All of lore.kernel.org
 help / color / mirror / Atom feed
From: Yongqiang Yang <xiaoqiangnk@gmail.com>
To: linux-ext4@vger.kernel.org
Cc: jack@suse.cz, jeff.liu@oracle.com, achender@linux.vnet.ibm.com,
	adityakali@google.com, Yongqiang Yang <xiaoqiangnk@gmail.com>
Subject: [RFC PATCH V2 3/6] ext4: add operations on delayed extent tree
Date: Thu, 29 Sep 2011 13:08:43 +0800	[thread overview]
Message-ID: <1317272926-13303-4-git-send-email-xiaoqiangnk@gmail.com> (raw)
In-Reply-To: <1317272926-13303-1-git-send-email-xiaoqiangnk@gmail.com>

This patch adds operations on a delayed extent tree.

Signed-off-by; Yongqiang Yang <xiaoqiangnk@gmail.com>
---
 fs/ext4/Makefile          |    2 +-
 fs/ext4/delayed_extents.c |  412 +++++++++++++++++++++++++++++++++++++++++++++
 fs/ext4/delayed_extents.h |   18 ++
 3 files changed, 431 insertions(+), 1 deletions(-)

## Your objective
Output the passage of the patch email from "Signed-off-by; Yongqiang Yang" up to and including "insertions(+), 1 deletions(-)", copied word for word.

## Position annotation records

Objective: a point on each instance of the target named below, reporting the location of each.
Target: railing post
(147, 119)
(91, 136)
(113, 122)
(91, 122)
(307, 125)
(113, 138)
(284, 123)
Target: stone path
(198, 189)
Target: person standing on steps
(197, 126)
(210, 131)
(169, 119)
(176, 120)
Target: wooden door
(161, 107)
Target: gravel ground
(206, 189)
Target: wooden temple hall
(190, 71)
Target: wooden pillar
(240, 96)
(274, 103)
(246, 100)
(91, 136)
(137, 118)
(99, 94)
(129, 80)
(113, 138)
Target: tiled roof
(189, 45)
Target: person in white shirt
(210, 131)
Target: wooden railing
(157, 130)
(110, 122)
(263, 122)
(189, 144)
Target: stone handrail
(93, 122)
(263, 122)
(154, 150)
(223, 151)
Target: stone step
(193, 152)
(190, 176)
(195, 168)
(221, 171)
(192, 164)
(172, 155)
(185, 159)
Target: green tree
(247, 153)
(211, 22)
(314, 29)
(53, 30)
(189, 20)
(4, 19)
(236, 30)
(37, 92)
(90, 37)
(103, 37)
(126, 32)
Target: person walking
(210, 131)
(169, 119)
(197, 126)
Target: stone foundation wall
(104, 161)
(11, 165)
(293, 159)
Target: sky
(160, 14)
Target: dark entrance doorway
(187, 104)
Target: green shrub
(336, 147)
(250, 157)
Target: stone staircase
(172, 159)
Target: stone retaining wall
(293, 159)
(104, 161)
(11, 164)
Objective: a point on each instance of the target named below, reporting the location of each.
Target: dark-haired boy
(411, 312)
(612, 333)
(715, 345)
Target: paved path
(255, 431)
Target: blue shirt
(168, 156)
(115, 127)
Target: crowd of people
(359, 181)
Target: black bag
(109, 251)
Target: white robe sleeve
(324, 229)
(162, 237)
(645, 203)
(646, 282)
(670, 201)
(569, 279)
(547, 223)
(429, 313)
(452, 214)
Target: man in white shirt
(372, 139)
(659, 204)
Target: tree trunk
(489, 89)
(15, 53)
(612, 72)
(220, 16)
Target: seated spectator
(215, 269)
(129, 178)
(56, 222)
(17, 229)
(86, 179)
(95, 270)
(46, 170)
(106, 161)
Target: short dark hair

## Final result
Signed-off-by; Yongqiang Yang <xiaoqiangnk@gmail.com>
---
 fs/ext4/Makefile          |    2 +-
 fs/ext4/delayed_extents.c |  412 +++++++++++++++++++++++++++++++++++++++++++++
 fs/ext4/delayed_extents.h |   18 ++
 3 files changed, 431 insertions(+), 1 deletions(-)